• **Task item**
Go through the entries below and count the lines where the word "order" appears; give only the count.

Content starts

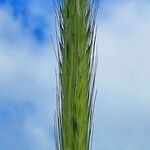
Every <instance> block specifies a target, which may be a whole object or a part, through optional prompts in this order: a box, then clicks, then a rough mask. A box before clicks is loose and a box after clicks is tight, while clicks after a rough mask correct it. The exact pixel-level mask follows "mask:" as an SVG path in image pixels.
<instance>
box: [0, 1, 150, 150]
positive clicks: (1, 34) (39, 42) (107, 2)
mask: <svg viewBox="0 0 150 150" xmlns="http://www.w3.org/2000/svg"><path fill="white" fill-rule="evenodd" d="M97 26H98V33H97V44H98V55H99V64H98V70H97V83H96V85H97V89H98V96H97V101H96V107H95V117H94V140H93V150H120V149H121V150H149V149H150V143H149V139H150V91H149V89H150V69H149V65H150V42H149V39H150V30H149V27H150V1H148V0H142V1H141V0H113V1H112V0H103V2H102V3H101V5H100V10H99V14H98V17H97ZM54 31H55V28H54V12H53V9H52V3H51V1H49V0H36V1H35V0H30V1H29V0H26V1H24V0H0V150H10V149H11V150H20V149H21V150H53V149H54V137H53V124H54V123H53V113H54V111H55V86H56V85H55V68H56V66H57V65H56V60H55V56H54V52H53V48H52V43H51V40H50V36H51V35H54Z"/></svg>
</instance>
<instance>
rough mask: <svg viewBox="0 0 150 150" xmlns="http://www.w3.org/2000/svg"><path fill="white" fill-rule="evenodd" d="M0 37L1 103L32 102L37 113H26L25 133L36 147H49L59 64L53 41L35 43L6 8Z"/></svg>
mask: <svg viewBox="0 0 150 150" xmlns="http://www.w3.org/2000/svg"><path fill="white" fill-rule="evenodd" d="M0 39H1V40H0V104H1V105H3V103H7V102H8V104H9V102H11V103H14V104H15V103H20V102H24V101H27V102H30V103H33V105H34V107H35V113H33V114H32V115H31V114H30V116H28V115H26V116H25V120H24V122H23V124H24V128H25V130H24V131H22V132H26V138H29V139H31V141H32V142H33V143H32V144H33V145H36V147H34V148H35V149H37V148H38V149H45V150H46V149H49V145H50V144H51V143H52V142H53V141H50V139H51V138H50V133H51V132H53V130H52V129H51V130H50V128H51V127H53V112H54V110H55V108H54V103H55V66H56V65H55V64H56V62H55V57H54V53H53V50H52V48H51V46H50V43H45V44H43V45H41V46H40V45H39V44H38V43H36V42H35V40H34V39H33V38H32V36H30V33H25V32H24V31H23V30H22V26H21V24H20V22H19V21H18V20H14V19H13V18H12V17H11V14H10V13H9V11H8V10H7V9H6V8H2V9H1V10H0ZM20 128H21V127H20ZM12 134H13V133H12ZM51 134H52V133H51ZM20 138H21V137H20ZM8 143H9V141H8ZM16 145H18V143H16Z"/></svg>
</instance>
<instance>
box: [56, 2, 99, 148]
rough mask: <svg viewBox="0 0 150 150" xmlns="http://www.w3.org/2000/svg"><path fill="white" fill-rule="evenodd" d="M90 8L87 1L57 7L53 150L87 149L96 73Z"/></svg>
mask: <svg viewBox="0 0 150 150" xmlns="http://www.w3.org/2000/svg"><path fill="white" fill-rule="evenodd" d="M94 4H95V3H93V1H92V2H91V1H90V0H64V1H63V2H62V3H60V4H59V10H58V24H59V36H58V53H57V54H58V55H57V56H58V63H59V83H58V89H57V115H56V122H55V135H56V150H89V149H90V148H91V146H90V145H91V135H92V118H93V108H94V97H95V92H94V85H95V69H96V63H95V62H96V59H95V58H96V56H95V40H96V39H95V37H96V36H95V16H96V10H97V9H96V8H95V5H94Z"/></svg>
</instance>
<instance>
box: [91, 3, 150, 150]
mask: <svg viewBox="0 0 150 150" xmlns="http://www.w3.org/2000/svg"><path fill="white" fill-rule="evenodd" d="M107 4H108V3H107ZM103 6H105V9H104V11H105V12H103V14H104V16H102V19H101V20H100V21H99V23H98V45H99V51H98V52H99V65H98V74H97V87H98V90H99V94H98V97H97V103H96V108H95V125H94V126H95V130H94V131H95V133H94V140H95V141H94V144H93V149H108V150H114V149H115V150H118V149H122V150H128V149H136V150H140V149H149V148H150V147H149V146H150V145H149V142H148V141H147V140H146V139H149V131H148V128H149V127H148V124H149V117H148V116H149V114H150V111H149V110H150V105H149V104H150V100H149V98H150V94H149V89H150V69H149V65H150V59H149V58H150V51H149V50H150V42H149V39H150V30H149V26H150V20H149V17H150V5H149V2H146V1H144V2H143V1H142V2H141V1H126V2H123V3H121V2H120V3H114V4H112V3H111V5H107V6H106V5H105V4H103ZM105 13H106V14H107V15H106V16H105ZM103 14H102V15H103ZM99 17H100V16H99Z"/></svg>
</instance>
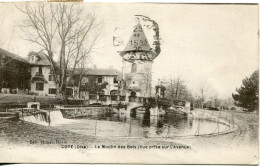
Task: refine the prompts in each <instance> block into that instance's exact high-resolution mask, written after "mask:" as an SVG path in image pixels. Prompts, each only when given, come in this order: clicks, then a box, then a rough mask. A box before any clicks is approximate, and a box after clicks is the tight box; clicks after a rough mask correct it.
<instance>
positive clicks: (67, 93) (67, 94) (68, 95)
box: [65, 88, 73, 96]
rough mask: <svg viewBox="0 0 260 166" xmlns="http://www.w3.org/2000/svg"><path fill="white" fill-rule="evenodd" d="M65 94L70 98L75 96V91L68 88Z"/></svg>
mask: <svg viewBox="0 0 260 166" xmlns="http://www.w3.org/2000/svg"><path fill="white" fill-rule="evenodd" d="M65 94H66V95H68V96H70V95H73V89H71V88H66V91H65Z"/></svg>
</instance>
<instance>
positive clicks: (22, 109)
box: [22, 108, 24, 121]
mask: <svg viewBox="0 0 260 166" xmlns="http://www.w3.org/2000/svg"><path fill="white" fill-rule="evenodd" d="M22 119H23V121H24V117H23V108H22Z"/></svg>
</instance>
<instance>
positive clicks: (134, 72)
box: [131, 63, 137, 73]
mask: <svg viewBox="0 0 260 166" xmlns="http://www.w3.org/2000/svg"><path fill="white" fill-rule="evenodd" d="M136 71H137V65H136V63H133V64H132V68H131V72H132V73H136Z"/></svg>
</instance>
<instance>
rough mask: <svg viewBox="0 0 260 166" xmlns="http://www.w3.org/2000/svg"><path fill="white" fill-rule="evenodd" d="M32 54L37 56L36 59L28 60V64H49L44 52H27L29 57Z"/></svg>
mask: <svg viewBox="0 0 260 166" xmlns="http://www.w3.org/2000/svg"><path fill="white" fill-rule="evenodd" d="M32 55H36V57H37V58H38V59H37V60H36V61H33V62H32V61H30V64H31V65H37V66H49V65H51V63H50V61H49V60H48V59H47V55H46V54H45V53H44V52H42V51H41V52H38V53H36V52H30V53H29V55H28V56H29V58H30V57H31V56H32Z"/></svg>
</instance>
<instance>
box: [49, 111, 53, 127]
mask: <svg viewBox="0 0 260 166" xmlns="http://www.w3.org/2000/svg"><path fill="white" fill-rule="evenodd" d="M51 109H53V108H52V107H51ZM48 121H49V126H50V125H51V110H50V109H49V120H48Z"/></svg>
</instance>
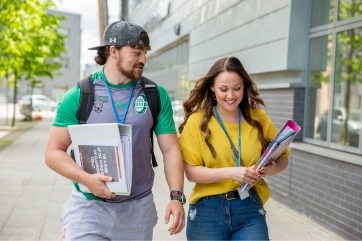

Content ends

• **Solved problem**
2